A number of real Nobel laureates, including Swedish Svante Pääbo, were on hand as prize presenters when the Ig Nobel Prize was awarded for the 35th time.

This year's peace prize went to a research team from Germany, the Netherlands and the United Kingdom for the discovery that a shot of vodka improves language skills. Although the alcohol intake is not enough to make anyone speak fluently, it gives self-confidence a sufficient boost to converse coherently, the researchers note.

Drunk bats

Things are worse for bats that have been drinking. Horseshoe bats that had been given ethanol flew more slowly and their echolocation worked worse. Bats that had been partying on fermented fruit are at greater risk of flying into things, the researchers note, who were awarded this year's prize in the aviation category.

This year's biology prize went to Japanese researcher Tomoki Kojima and his research team for the ingenious idea of painting cows with black stripes - which turned out to significantly reduce insect bites.

--------------------------------

Rewrite the paragraph of the Ig Nobel passage that begins "This year's peace prize went to" in fewer words, keeping its main facts.

Natural-language object grounding data:

--------------------------------

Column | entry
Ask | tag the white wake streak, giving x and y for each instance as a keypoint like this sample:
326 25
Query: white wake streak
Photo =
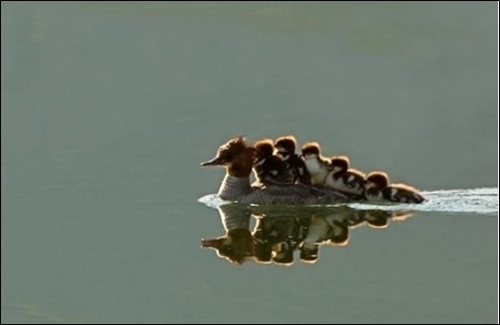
479 200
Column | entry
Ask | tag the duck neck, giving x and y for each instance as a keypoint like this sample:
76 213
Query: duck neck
233 188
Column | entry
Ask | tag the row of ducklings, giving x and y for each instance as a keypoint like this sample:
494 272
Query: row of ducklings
278 163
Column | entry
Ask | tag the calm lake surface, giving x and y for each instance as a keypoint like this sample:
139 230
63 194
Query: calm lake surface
109 108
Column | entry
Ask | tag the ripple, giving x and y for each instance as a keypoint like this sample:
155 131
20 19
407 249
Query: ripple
479 200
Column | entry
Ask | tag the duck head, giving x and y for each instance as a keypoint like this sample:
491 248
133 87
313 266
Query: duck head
236 155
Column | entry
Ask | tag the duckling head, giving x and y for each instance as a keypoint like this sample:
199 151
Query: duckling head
264 148
377 179
285 145
339 163
311 150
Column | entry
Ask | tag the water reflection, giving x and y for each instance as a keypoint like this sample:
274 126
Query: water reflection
281 231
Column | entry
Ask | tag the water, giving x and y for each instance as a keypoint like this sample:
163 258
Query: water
108 109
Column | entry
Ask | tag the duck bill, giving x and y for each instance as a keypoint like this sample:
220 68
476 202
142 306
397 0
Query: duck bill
212 243
214 162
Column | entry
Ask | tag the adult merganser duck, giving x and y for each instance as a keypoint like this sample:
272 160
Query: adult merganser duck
237 156
378 188
317 165
294 164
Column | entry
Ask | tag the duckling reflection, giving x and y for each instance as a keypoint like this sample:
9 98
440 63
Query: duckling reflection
282 233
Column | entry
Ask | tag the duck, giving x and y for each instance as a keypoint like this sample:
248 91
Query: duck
268 168
379 188
237 157
285 147
343 178
317 165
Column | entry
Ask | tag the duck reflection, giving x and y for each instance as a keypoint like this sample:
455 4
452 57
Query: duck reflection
281 231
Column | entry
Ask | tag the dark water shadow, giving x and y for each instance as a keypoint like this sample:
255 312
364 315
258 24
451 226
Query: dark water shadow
280 232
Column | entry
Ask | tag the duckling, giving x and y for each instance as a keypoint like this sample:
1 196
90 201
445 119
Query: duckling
378 188
285 146
317 165
343 178
269 169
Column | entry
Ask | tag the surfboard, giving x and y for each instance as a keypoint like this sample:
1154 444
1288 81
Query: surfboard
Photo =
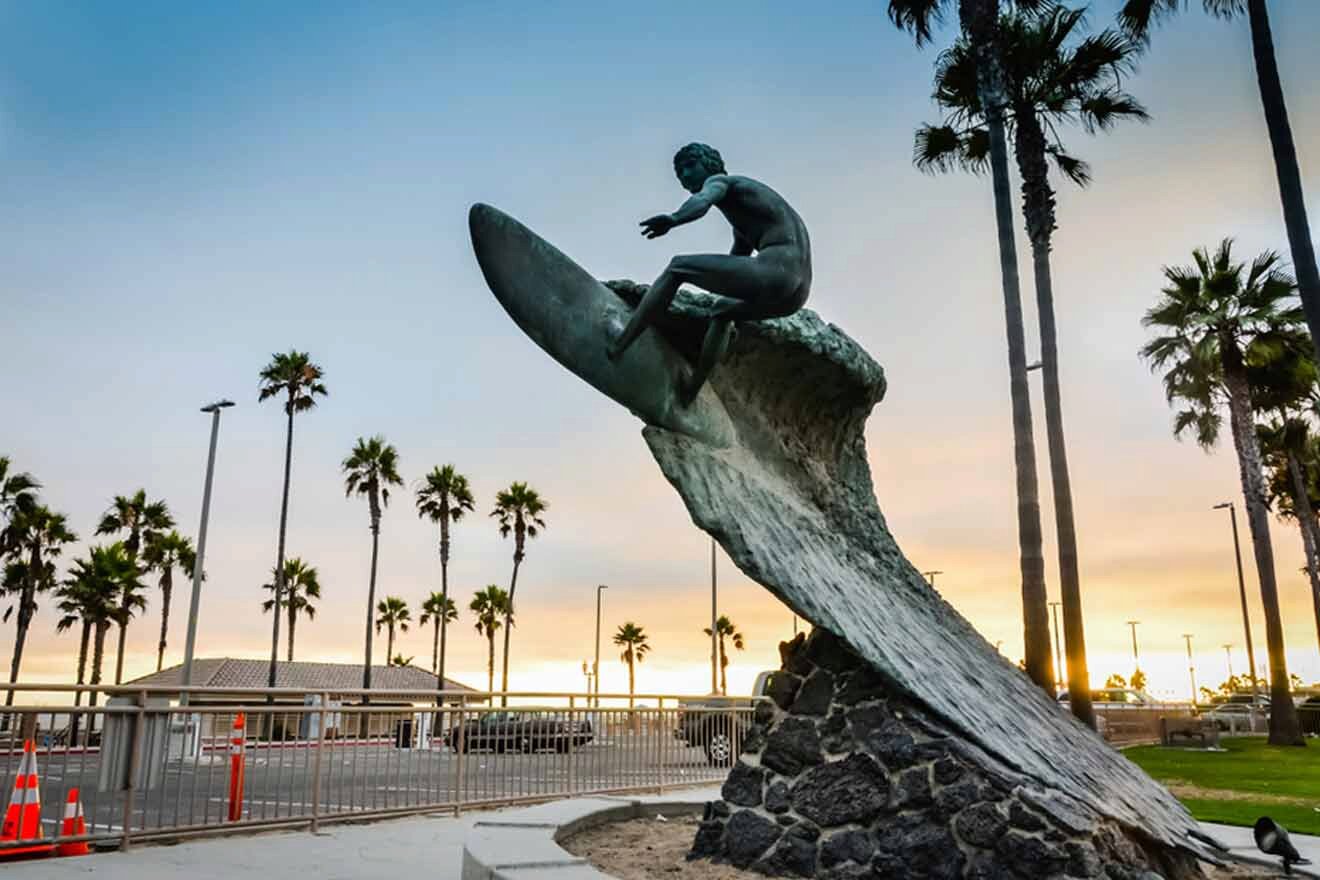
572 317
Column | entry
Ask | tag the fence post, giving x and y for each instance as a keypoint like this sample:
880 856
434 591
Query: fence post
460 744
316 765
131 792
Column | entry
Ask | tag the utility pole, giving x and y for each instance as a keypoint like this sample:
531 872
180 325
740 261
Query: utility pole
1059 662
595 666
1246 620
1191 665
1137 660
714 631
198 571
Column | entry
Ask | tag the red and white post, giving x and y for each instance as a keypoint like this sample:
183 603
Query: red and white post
236 760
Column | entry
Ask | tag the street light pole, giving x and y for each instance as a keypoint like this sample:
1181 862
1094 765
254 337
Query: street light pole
1246 620
595 666
714 631
1137 660
190 643
1191 665
1059 662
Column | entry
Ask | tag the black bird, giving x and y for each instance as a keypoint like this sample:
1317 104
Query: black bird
1273 839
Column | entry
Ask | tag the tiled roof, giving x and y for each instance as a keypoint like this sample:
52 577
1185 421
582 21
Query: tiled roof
229 672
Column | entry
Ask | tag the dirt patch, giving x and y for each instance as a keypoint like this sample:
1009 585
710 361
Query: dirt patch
654 848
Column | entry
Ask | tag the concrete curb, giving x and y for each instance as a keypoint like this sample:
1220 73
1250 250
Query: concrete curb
524 845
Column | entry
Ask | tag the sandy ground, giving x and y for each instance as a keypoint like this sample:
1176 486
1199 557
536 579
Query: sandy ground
650 848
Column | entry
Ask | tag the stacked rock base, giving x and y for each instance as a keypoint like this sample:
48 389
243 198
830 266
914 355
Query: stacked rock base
841 780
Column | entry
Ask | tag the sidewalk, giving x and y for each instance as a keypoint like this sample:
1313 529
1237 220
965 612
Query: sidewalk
427 846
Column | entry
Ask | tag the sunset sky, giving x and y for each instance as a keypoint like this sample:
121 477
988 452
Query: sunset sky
188 189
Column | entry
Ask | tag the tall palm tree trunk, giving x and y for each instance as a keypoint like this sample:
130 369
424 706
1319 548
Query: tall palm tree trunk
74 722
508 619
980 23
371 602
279 552
444 593
166 589
1307 523
1286 165
1285 728
1039 211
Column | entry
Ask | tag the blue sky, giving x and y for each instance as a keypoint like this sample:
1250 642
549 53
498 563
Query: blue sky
185 190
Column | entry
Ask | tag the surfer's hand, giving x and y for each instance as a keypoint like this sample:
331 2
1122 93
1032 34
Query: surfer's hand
654 227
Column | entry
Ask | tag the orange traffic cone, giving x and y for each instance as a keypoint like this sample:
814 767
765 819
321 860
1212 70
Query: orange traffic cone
23 818
73 826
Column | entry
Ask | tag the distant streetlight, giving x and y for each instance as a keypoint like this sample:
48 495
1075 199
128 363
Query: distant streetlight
1246 620
1137 660
190 643
595 666
1059 662
1191 664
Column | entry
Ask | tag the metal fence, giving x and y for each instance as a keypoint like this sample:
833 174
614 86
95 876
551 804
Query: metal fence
147 767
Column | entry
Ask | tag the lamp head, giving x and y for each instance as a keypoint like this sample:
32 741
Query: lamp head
218 405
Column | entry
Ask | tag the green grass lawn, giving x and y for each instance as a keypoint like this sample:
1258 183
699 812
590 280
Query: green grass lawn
1241 784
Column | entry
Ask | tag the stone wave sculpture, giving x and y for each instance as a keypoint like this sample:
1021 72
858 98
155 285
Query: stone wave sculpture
771 461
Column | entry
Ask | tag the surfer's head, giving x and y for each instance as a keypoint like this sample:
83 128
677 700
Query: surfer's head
694 162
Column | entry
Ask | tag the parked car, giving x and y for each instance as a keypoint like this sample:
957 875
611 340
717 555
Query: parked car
520 731
718 734
1116 697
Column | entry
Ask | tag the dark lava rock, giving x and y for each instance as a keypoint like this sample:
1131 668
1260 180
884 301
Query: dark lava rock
1031 856
793 856
828 651
743 785
747 837
981 826
927 851
815 695
914 789
848 846
859 686
1023 818
948 769
783 689
834 734
1083 860
956 797
882 735
776 797
854 789
706 843
792 747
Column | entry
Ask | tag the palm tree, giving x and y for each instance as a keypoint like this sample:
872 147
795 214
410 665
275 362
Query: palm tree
370 470
295 379
1219 317
1048 83
38 536
1138 16
980 23
164 553
392 612
725 628
635 649
144 521
301 585
519 511
17 492
114 585
440 610
490 606
442 498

--------------------------------

**Task response:** The peace prize went to researchers from Germany, the Netherlands and the United Kingdom who found that a shot of vodka improves language skills. The alcohol doesn't make anyone fluent, but it boosts self-confidence enough for coherent conversation.